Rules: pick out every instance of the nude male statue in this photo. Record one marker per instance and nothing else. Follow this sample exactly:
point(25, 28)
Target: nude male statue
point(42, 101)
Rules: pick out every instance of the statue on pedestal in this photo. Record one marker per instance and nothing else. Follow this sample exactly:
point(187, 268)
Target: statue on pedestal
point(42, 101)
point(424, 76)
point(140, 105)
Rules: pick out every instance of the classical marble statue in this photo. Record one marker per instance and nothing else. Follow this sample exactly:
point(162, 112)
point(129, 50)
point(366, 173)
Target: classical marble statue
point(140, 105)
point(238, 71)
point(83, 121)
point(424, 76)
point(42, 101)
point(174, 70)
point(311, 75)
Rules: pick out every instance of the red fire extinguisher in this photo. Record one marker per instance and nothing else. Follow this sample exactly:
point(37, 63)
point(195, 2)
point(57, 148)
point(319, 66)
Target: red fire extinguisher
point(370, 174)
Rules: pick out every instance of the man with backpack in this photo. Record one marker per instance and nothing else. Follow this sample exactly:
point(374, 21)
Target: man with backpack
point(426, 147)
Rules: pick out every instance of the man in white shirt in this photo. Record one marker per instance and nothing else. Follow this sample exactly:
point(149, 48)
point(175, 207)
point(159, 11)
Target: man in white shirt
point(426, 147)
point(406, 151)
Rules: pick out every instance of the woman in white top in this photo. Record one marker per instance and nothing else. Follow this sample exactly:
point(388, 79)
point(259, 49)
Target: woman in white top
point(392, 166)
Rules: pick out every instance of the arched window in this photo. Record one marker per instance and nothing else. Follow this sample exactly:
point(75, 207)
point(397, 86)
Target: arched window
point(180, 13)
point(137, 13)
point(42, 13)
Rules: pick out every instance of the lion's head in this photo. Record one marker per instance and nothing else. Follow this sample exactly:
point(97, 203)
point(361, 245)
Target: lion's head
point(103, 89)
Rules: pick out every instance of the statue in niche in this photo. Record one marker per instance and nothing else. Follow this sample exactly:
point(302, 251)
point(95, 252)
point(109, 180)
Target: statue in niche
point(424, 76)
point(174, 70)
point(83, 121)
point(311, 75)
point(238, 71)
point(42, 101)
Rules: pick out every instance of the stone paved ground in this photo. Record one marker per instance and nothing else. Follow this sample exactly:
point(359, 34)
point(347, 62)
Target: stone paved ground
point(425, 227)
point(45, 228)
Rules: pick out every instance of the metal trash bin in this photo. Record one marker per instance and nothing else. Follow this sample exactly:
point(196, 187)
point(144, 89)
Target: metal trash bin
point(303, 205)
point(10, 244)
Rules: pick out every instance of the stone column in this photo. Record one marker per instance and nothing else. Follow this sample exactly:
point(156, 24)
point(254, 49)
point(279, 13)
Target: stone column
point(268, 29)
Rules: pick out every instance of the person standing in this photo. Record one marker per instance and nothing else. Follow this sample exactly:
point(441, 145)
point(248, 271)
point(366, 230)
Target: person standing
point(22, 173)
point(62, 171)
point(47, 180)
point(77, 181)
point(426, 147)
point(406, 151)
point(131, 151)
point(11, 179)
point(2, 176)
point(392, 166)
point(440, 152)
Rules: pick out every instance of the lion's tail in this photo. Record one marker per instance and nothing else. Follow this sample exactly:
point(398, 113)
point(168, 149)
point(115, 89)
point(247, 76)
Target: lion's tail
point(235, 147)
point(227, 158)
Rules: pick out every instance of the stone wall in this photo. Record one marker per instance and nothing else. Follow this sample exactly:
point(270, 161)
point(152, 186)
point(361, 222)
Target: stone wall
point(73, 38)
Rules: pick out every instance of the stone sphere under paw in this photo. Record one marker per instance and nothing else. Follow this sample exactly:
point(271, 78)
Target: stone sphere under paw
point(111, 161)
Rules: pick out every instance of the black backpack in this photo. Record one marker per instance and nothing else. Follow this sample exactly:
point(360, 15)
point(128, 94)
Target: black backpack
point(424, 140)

----------

• Directions for this task
Set all of the material down once more, unchanged.

• Answer space
Rules: pick out every instance of the nude male statue in this photo. Record one marker per instance and nothing else. Follow this sample exactly:
point(25, 28)
Target: nude male statue
point(42, 101)
Rules: pick out every instance of the statue on pedestal in this photo. Record one marker per instance and nothing else. Follow this sample exactly:
point(187, 268)
Target: statue on pedestal
point(42, 101)
point(424, 76)
point(140, 105)
Rules: pick out every instance of the classical marble statue in this photo. Record one marker per instance and nothing else. Follow this sample exactly:
point(162, 112)
point(129, 50)
point(366, 173)
Target: classical marble statue
point(140, 105)
point(238, 71)
point(83, 121)
point(424, 76)
point(42, 101)
point(174, 70)
point(311, 75)
Rules: pick out every instance of the red fire extinguisher in this photo. Record one marker per instance and nothing else. Follow this sample exactly:
point(37, 63)
point(195, 2)
point(57, 148)
point(319, 66)
Target: red fire extinguisher
point(370, 174)
Rules: pick out every instance of the man with backpack in this photo. Record one marker per instance and nothing else. Follow this sample exactly:
point(374, 21)
Target: man with backpack
point(426, 147)
Rules: pick out every instance of the man in white shirt in this photo. Record one marker per instance and nothing else. Follow this sample exactly:
point(149, 48)
point(175, 207)
point(159, 11)
Target: man in white shirt
point(426, 147)
point(406, 151)
Rules: pick out every instance of the woman in white top in this photo. Record one marker per instance and nothing else. Follow this sample exactly:
point(388, 79)
point(259, 49)
Target: woman in white top
point(392, 166)
Rules: pick out every instance of the arched window in this photo. Record one marker per instance and nothing else. Follow this sample exactly:
point(75, 207)
point(397, 86)
Target: arched window
point(180, 13)
point(137, 13)
point(42, 13)
Rules: pick out every instance of the lion's head in this photo. Record one marker per instance and nothing else. Follow this sample exactly:
point(97, 203)
point(361, 245)
Target: lion's head
point(103, 89)
Rules: pick out every instance of the statue in niche in this photo. Record one marker per instance and nothing else. Follow this sample exactly:
point(302, 251)
point(95, 252)
point(109, 180)
Target: statue in niche
point(424, 76)
point(174, 70)
point(83, 121)
point(311, 75)
point(238, 71)
point(42, 101)
Rules: pick out every instance of the stone paved ground in this photo. Record one marker per instance and nothing else. Follow this sample exactly:
point(359, 34)
point(347, 62)
Target: stone paved ground
point(425, 227)
point(45, 228)
Rules: pick out every instance of the metal trash bin in this photo. Record one marker per instance and nothing else. Follow this sample exactly:
point(196, 187)
point(144, 89)
Target: metal trash bin
point(303, 205)
point(10, 244)
Rules: pick out every instance of the stone column in this photo. Record one marker per instance and nothing else. Follow this sample exactly:
point(156, 24)
point(254, 49)
point(279, 13)
Target: stone column
point(268, 29)
Rules: pick out every instance of the person standing in this photo. Record one marker per instance and nothing else. Follow this sample exactly:
point(441, 145)
point(248, 271)
point(366, 230)
Target: person standing
point(22, 173)
point(62, 171)
point(47, 180)
point(77, 181)
point(426, 147)
point(406, 151)
point(131, 151)
point(11, 179)
point(2, 176)
point(392, 166)
point(440, 152)
Rules: pick out every instance of the lion's tail in this photo. Record one marker per instance and nothing else. Follow this sample exactly:
point(398, 113)
point(168, 149)
point(115, 89)
point(247, 76)
Target: lion's tail
point(235, 147)
point(227, 158)
Rules: pick out every instance of the stone wall in this photo. Record one marker per instance and nothing else. Follow this sample exactly:
point(270, 161)
point(152, 186)
point(361, 222)
Target: stone wall
point(73, 38)
Rules: pick out every instance of the stone sphere under paw in this photo. Record one marker per instance and nothing else. Follow this sample exactly:
point(271, 78)
Target: stone sphere under paw
point(111, 161)
Rules: pick out every instance of the black backpack in this photo. Record one marker per instance and nothing else. Follow this sample exactly:
point(360, 15)
point(128, 94)
Target: black backpack
point(424, 140)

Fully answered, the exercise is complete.